### Teks Tersedia ###

Koalisi Penyelamat Pilar Demokrasi Jambi menyampaikan tuntutan dan penolakan hasil revisi UU Penyiaran di halaman gedung DPRD Provinsi Jambi, Kota Jambi, Senin (27/5/2024). (Foto : Matra/KPPD).

(Matra, Jambi) – Kalangan jurnalis dan elemen masyarakat Jambi yang tergabung dalam Koalisi Penyelamat Pilar Demokrasi Jambi melakukan unjuk rasa di ke DPRD Provinsi Jambi, Kota Jambi, Senin (27/5/2024). Mereka menolak hasil revisi Undang-undang (UU) Penyiaran yang dikeluarkan Maret 2024. Jurnalis Jambi menolak revisi UU Penyiaran itu karena melarang penayangan liputan investigasi.

Koalisi Penyelamat Pilar Demokrasi Jambi yang menggelar unjuk rasa tersebut terdiri dari unsur Aliansi Jurnalis Independen (AJI) Kota Jambi, Ikatan Jurnalis Televisi Indonesia (IJTI) Jambi, Pewarta Foto Indonesia (PFI) Jambi, Rambu House, komunitas pers mahasiswa, aktivis, seniman dan masyarakat umum. Mereka silih berganti melakukan orasi di halaman gedung DPRD.

Koalisi Penyelamat Pilar Demokrasi di Jambi tersebut juga membentangkan ejumlah spanduk bertuliskan tuntutan, protes, kritikan dan pernyataan dampak buruk RUU Penyiaran. Spanduk tersebut antara lain berbunyi, “Jangan Larang Liputan Investigasi Eksklusif”, “Tindakan Aparat Brutal Pembungkaman UU Pers” dan hingga “Kembali ke UU No. 40/1999”.

Koalisi Pilar Demokrasi di Jambi juga menilai revisi RUU Penyiaran merupakan ancaman kebebasan pers dan kebebasan berekspresi. Hak masyarakat mendapatkan informasi terkikis bila revisi UU Penyiaran rampung dan disahkan sebagai undang-undang.

Kendali Berlebihan

Ketua IJTI Pengurus Daerah (Pengda) Jambi, Adrianus Susandra pada kesempatan tersebut mengatakan, pemerintah dan dewan perwakilan rakyat, melalui revisi UU Penyiaran menunjukkan sikap mengendalikan kegiatan pers secara berlebihan (overcontrolling).

### Data Tersedia ###

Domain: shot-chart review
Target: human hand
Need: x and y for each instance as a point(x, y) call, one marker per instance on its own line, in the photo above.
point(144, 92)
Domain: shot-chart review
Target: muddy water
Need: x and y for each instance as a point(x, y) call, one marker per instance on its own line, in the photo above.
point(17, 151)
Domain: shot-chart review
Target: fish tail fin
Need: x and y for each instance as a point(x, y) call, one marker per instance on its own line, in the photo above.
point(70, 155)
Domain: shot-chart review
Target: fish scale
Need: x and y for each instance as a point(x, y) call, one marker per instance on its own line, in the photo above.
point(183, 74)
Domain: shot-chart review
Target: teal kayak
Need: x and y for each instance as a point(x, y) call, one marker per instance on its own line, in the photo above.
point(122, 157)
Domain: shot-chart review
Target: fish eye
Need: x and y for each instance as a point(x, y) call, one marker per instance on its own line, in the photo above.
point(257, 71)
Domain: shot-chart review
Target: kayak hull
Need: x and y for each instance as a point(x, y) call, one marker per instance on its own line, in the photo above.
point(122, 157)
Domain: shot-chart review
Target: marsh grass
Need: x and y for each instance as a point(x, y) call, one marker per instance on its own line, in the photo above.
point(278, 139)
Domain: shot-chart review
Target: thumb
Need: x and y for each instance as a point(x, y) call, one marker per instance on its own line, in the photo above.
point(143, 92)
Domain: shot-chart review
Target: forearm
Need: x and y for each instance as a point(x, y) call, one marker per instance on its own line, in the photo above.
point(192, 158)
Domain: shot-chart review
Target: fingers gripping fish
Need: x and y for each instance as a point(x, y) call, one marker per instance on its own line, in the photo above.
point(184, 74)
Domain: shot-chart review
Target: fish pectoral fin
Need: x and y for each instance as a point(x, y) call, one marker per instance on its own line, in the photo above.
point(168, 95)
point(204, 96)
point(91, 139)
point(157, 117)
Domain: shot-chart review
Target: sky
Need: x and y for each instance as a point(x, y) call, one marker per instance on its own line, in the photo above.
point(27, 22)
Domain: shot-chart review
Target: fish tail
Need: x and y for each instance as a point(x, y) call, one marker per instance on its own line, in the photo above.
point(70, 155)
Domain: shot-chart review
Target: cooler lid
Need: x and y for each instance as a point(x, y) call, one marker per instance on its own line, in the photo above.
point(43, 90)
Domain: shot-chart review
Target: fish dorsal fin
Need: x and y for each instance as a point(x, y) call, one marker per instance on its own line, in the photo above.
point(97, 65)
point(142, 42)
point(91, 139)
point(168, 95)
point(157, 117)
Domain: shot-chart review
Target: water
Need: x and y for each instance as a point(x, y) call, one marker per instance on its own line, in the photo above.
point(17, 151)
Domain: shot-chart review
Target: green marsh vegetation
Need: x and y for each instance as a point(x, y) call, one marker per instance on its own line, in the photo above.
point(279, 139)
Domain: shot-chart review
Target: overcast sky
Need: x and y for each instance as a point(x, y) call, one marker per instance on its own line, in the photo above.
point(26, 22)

###

- Daftar Tugas
**A)** Jawab pertanyaan berikut berdasarkan teks tentang unjuk rasa jurnalis Jambi.
(i) Kapan hasil revisi UU Penyiaran dikeluarkan?
(ii) Undang-undang nomor berapa yang disebut pada salah satu spanduk?
(iii) Siapa Ketua IJTI Pengurus Daerah Jambi?
**B)** Lanjutkan teks tentang unjuk rasa jurnalis Jambi menolak revisi UU Penyiaran mulai dari kalimat terakhirnya.
Entri-entri di atas berasal dari sumber lain.

- Jawaban
**A)**
(i) Maret 2024.
(ii) UU No. 40/1999.
(iii) Adrianus Susandra.

**B)**
Revisi UU Penyiaran yang melarang kegiatan investigasi jurnalistik mengkhianati semangat demokratis. Hal tersbeut bertentangan dengan Undang-Undang (UU) Nomor 40 Tahun 1999 tentang Pers yang melindungi kegiatan jurnalistik serta menjamin pemenuhan hak publik atas informasi.

Dikatakan, pada Pasal 50B Ayat 2 revisi UU Penyiaran menyebutkan adanya larangan penayangan konten (hasil liputan) eksklusif jurnalisme investigasi. Larangan ini menunjukkan ketakutan terbongkarnya permasalahan yang penting untuk diketahui publik.

Tidak hanya itu, kata Adrianus Susandra. Larangan penayangan hasil liputan investigasi jurnalistik tersebut juga merupakan bentuk keengganan pemerintah melakukan pembenahan. Alih-alih memanfaatkan produk jurnalistik investigasi eksklusif untuk mengatasi persoalan negara. Kanal informasi tersebut malah dilarang.

“Sikap pemerintah dan wakil rakyat ini merupakan simbol kemunduran kemerdekaan pers karena berusaha membungkam pers melalui revisi UU Penyiaran. Padahal, karya jurnalistik investigasi merupakan karya tertinggi bagi seorang jurnalis,”katanya.

Koalisi Penyelamat Pilar Demokrasi Jambi menggelar unjuk rasa menolak hasil revisi UU Penyiaran di komplek perkantoran Provinsi Jambi, Kota Jambi, Senin (27/5/2024). (Foto : Matra/KPPD).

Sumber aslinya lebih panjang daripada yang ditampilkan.